━━━━━ Given data ━━━━━
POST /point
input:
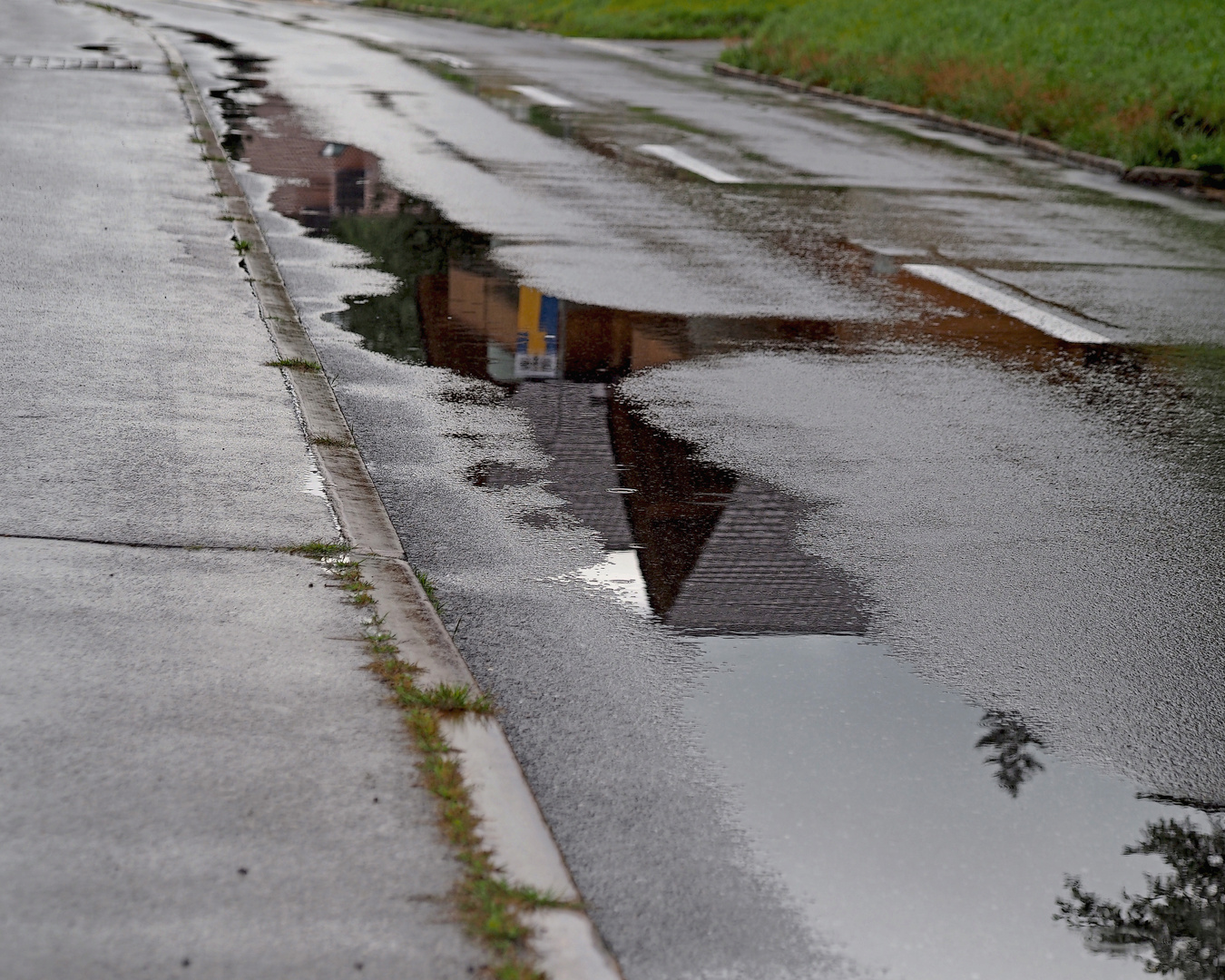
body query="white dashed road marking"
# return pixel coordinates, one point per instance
(1023, 311)
(692, 164)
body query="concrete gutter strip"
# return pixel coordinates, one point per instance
(1159, 177)
(512, 826)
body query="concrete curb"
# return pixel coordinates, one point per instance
(512, 826)
(1153, 177)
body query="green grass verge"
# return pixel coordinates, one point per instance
(622, 18)
(1137, 81)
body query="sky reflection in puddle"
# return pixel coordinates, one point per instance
(876, 806)
(887, 823)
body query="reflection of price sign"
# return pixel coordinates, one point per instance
(535, 349)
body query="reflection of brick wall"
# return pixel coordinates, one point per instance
(316, 181)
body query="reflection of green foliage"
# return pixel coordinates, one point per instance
(1010, 740)
(1179, 926)
(409, 244)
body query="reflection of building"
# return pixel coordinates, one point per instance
(717, 553)
(318, 181)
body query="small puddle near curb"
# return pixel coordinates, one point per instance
(927, 836)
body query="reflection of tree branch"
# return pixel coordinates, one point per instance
(1178, 927)
(1187, 801)
(1010, 738)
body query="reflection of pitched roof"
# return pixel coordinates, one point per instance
(571, 424)
(751, 578)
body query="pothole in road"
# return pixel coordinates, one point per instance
(928, 835)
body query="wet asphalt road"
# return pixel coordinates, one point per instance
(794, 436)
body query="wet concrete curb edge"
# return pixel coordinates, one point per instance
(512, 826)
(1157, 177)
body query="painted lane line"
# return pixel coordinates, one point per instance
(450, 60)
(692, 164)
(1018, 309)
(608, 46)
(542, 97)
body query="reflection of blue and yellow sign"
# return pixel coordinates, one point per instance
(535, 348)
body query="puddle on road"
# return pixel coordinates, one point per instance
(928, 836)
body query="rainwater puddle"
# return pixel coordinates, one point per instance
(882, 814)
(863, 787)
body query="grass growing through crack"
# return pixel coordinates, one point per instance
(490, 906)
(318, 549)
(294, 364)
(430, 592)
(343, 444)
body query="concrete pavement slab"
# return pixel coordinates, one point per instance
(196, 774)
(200, 779)
(132, 350)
━━━━━
■ Written problem ■
From start to finish, output the listing exactly, but omit its pictures.

■ Solved exercise ■
POST /point
input:
body query="white dashed road marking"
# return pixel coordinates, one point per instance
(1023, 311)
(692, 164)
body query="concrete gutter strip"
# return pixel coordinates, one point per instance
(1159, 177)
(512, 826)
body query="concrete curb"
# return pixel coordinates, one point per instance
(512, 826)
(1153, 177)
body query="green grass verge"
# return pixel coordinates, one point per instance
(622, 18)
(1137, 81)
body query="sky reflection in puddle"
# return pixel coordinates, one point per instance
(876, 806)
(887, 823)
body query="reflection of price sign"
# return pixel coordinates, one point per instance
(535, 349)
body query="reflection of brick wall"
# return pixel coordinates, one point per instance
(316, 181)
body query="reflection of green foliage"
# return pixel coordinates, one point per instance
(1010, 740)
(1179, 926)
(409, 244)
body query="reflection of building"
# return pixel coordinates, one point per instance
(717, 553)
(318, 181)
body query="small puddle near curb"
# return pixel coordinates, one point per instance
(927, 836)
body query="reflection of tree branch"
# return pixel coordinates, one point per instance
(1178, 927)
(1187, 801)
(1010, 738)
body query="reflection of pitched roof"
# return pixel coordinates, one point per instance
(571, 424)
(751, 578)
body query="pothole in road"
# return pixel coordinates, one point per instance
(928, 835)
body query="wet asphalt road"
# return pixel coordinates, one point per instance
(794, 436)
body query="wet concrete curb edge"
# return pixel coordinates, one point per instance
(512, 826)
(1157, 177)
body query="painted lane line"
# return pixel coordinates, one point per instance
(450, 60)
(692, 164)
(1018, 309)
(608, 46)
(542, 97)
body query="reflection of blue and yellow sign"
# return pixel coordinates, one point per instance
(535, 348)
body query="puddle on road"
# return pixel coordinates, one point per instance
(928, 836)
body query="rainwater puddle"
# return pixel coordinates, one point per instance
(882, 814)
(863, 787)
body query="grass growing through crack"
# return pixel coordinates, one point per instance
(490, 906)
(318, 549)
(294, 364)
(430, 592)
(343, 444)
body query="concrete pavement slab"
# return pixel coordinates, one point per instance
(196, 774)
(200, 779)
(132, 350)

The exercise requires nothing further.